» **Excerpt provided**:
=== Begin Enclosure ===
The bear market ended one year ago this week, finishing one of the fastest and most vicious bear markets of all-time—one that led to a drawdown of 34%. Things have come full circle now, as stocks have staged a furious rally, with new highs happening across the globe as the economy recovers at a record pace.  We take a look back at what happened last March, while also examining how previous bull markets did during the second year of their existence.

A Look Back
Although we aren’t sure we want to, let’s take a look back at the bear market and try to put in perspective just how historic and devastating it was for investors, while also pointing out some incredible positives. Here are five amazing stats to summarize the bear market and bounce back:

• Fastest bear market ever. Although it was only a one-month-long bear market, the S&P 500 Index fell 33.9% from the February 19, 2020 peak until the March 23, 2020 low. Along the way, it set the record for the fastest 20% bear market ever (only 16 days, topping the previous record from 1929).

March 16, 2020. This day will go down in history as one of the worst days ever for stocks. The Dow Jones Industrial Average fell 12.9%, which was the fourth-worst day in the nearly 125-year history of the Dow. Only the crash of 1929, crash of 1987, and the day that trading started (after being halted for months) during World War I were worse than March 16, 2020.

The most volatile month ever. Huge swings (both up and down) were quite common in March 2020. In fact, looking at the Dow, the average daily move (up or down) during March 2020 was an astounding 5.3% per day. The previous record was 3.9% during November 1929, again showing just how March 2020 was like nothing we’ve ever seen before.

The bounce back was even more impressive. After falling nearly 34%, it took only five months for the S&P 500 to recover its losses, the fastest bounce back ever for a 30% loss or greater. To put it in perspective, the S&P 500 also lost 34% in 1987, but that recovery took 20 months to get back to new highs.

From red to green. At the lows in 2020, the S&P 500 was down 30.7% for the year, but when all was said and done it closed up 16.3%. This was the first year in history stocks were down 30% at one point during the year and finished the year in the green.

Now What? The Bull Turns Two
Incredibly, the S&P 500 has increased more than 74.9% since the lows a year ago (as of March 19, 2021), making it the best start to a bull market ever. After such a strong first year, where might this bull market go in its second year?

Figure 1 shows what happened during the first year and second year of bull markets that followed 30% or larger bear markets going back to World War II. Here are three takeaways to remember as the bull turns the calendar to year two.
=== End Enclosure ===
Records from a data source
=== Begin Enclosure ===
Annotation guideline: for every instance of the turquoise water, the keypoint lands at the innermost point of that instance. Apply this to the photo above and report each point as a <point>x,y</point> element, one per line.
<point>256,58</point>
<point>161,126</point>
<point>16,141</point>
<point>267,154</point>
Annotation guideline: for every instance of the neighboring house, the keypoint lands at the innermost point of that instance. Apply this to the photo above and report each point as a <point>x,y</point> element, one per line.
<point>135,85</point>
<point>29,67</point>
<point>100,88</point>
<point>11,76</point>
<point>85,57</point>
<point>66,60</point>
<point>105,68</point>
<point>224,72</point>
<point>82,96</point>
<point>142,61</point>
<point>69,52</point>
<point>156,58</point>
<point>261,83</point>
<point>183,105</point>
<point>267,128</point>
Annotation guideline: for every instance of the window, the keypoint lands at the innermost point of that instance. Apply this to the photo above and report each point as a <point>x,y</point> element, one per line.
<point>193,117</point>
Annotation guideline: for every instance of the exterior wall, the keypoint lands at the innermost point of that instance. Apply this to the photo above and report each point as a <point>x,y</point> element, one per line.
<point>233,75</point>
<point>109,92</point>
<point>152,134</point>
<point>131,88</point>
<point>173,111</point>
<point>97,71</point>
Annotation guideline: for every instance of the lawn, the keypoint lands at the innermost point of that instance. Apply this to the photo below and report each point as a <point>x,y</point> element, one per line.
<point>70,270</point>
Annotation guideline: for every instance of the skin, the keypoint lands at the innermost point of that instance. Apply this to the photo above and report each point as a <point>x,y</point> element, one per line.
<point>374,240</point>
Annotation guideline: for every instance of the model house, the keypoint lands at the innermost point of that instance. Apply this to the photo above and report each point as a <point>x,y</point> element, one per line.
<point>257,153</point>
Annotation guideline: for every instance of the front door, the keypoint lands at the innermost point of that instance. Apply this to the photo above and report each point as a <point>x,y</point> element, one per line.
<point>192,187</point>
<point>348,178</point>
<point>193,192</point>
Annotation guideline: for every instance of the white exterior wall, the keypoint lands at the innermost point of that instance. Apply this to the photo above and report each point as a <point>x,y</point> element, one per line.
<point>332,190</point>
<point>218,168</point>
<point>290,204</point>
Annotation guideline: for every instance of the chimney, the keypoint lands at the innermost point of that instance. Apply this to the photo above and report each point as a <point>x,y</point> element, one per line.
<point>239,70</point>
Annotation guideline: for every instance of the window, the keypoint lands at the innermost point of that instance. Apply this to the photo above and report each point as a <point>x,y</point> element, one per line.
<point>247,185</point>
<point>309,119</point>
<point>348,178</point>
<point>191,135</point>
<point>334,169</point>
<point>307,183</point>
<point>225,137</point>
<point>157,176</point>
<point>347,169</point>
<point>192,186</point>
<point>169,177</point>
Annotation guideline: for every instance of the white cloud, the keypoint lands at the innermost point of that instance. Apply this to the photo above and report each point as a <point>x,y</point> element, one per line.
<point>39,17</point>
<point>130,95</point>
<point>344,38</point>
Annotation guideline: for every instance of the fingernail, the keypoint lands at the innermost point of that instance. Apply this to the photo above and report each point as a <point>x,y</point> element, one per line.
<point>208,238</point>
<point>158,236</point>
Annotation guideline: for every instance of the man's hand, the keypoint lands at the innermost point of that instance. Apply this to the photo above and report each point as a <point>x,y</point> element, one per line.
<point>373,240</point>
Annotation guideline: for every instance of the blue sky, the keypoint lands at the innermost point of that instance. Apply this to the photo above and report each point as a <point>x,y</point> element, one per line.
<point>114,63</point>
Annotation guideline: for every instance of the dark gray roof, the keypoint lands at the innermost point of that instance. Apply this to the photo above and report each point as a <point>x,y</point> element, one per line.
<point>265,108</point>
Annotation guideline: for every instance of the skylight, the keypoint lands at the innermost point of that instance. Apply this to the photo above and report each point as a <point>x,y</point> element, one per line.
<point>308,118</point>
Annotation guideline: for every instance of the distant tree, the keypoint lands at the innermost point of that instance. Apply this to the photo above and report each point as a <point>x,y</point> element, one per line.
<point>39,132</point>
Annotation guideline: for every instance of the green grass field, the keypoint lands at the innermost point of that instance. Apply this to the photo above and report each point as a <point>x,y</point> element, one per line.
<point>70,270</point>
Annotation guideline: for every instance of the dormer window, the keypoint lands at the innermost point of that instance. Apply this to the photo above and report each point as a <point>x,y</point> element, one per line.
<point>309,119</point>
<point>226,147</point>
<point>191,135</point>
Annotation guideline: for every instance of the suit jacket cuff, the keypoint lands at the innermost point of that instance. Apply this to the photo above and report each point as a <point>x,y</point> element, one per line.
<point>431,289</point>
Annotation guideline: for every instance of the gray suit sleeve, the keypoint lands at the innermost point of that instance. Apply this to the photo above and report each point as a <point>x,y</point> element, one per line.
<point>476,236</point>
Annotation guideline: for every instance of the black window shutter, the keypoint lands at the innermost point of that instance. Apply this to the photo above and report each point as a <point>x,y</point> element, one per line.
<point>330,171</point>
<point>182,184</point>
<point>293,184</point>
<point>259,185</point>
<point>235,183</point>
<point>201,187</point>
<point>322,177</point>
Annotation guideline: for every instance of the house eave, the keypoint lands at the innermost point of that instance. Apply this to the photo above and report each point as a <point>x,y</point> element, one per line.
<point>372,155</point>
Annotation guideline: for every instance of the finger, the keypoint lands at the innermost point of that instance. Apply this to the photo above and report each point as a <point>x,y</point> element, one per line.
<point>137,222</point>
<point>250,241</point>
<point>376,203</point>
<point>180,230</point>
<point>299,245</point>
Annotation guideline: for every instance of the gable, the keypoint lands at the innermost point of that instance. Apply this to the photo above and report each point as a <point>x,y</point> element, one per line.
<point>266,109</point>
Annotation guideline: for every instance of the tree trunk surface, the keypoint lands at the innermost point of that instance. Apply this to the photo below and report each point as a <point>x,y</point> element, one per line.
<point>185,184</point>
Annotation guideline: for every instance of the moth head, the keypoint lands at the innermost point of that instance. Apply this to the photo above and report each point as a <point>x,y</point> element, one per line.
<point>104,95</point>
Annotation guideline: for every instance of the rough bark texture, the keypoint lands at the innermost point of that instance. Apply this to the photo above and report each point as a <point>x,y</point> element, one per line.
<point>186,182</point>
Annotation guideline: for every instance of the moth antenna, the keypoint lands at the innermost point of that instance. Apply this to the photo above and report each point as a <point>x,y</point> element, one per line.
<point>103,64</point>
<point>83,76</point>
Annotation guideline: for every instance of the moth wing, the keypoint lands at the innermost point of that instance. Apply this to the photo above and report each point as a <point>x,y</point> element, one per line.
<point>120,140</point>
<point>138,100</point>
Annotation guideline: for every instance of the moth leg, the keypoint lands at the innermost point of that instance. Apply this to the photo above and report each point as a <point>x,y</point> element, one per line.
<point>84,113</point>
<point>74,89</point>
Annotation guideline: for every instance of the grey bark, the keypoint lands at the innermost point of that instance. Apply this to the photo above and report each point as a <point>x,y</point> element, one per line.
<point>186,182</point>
=== End Enclosure ===
» **Tasks**:
1 - In the bear market recap, what are the five short lead-in phrases that open each of the five stats under "A Look Back"? List them in order.
2 - Pick up the bear market recap right after its last sentence and keep writing it.
These entries were pulled from a different source than the bear market recap.

» **Your written answers**:
1 -
1. Fastest bear market ever
2. March 16, 2020
3. The most volatile month ever
4. The bounce back was even more impressive
5. From red to green

2 -
• Since World War II, there have been six other bear-market declines of at least 30%, and in every single case the S&P 500 was up firmly the first year of a new bull market—with an average return of more than 40%. The good news is the gains continued in year two, as stocks were also up the second year of a new bull market every single time—up a solid 16.9% on average. Only once (after the 1987 crash) did stocks gain more during year two than year one.

•The previous best start to a bull market ever was the 2009 bull market, which was up 68.6% after one year. Even after those historic one-year gains, the S&P 500 managed to gain a respectable 15.9% during the second year. It wasn’t an easy ride, however, as there was a 17.1% correction during the second year.

•Pullbacks tend to happen during the second year of a new bull market, with an average year two pullback of 10.2%. Considering the current bull market reflected the best start to a bull market ever, this could open the door for an above-average pullback during year two.

Reiterate Our Bullish View
This bull market is off to an amazing start, but it is important to remember it is still young. While a pickup in volatility would be normal as this stage of a strong bull market, we think suitable investors may want to consider buying the dip. Vaccine distribution, fiscal and monetary stimulus, and a robust economic recovery all have our confidence high.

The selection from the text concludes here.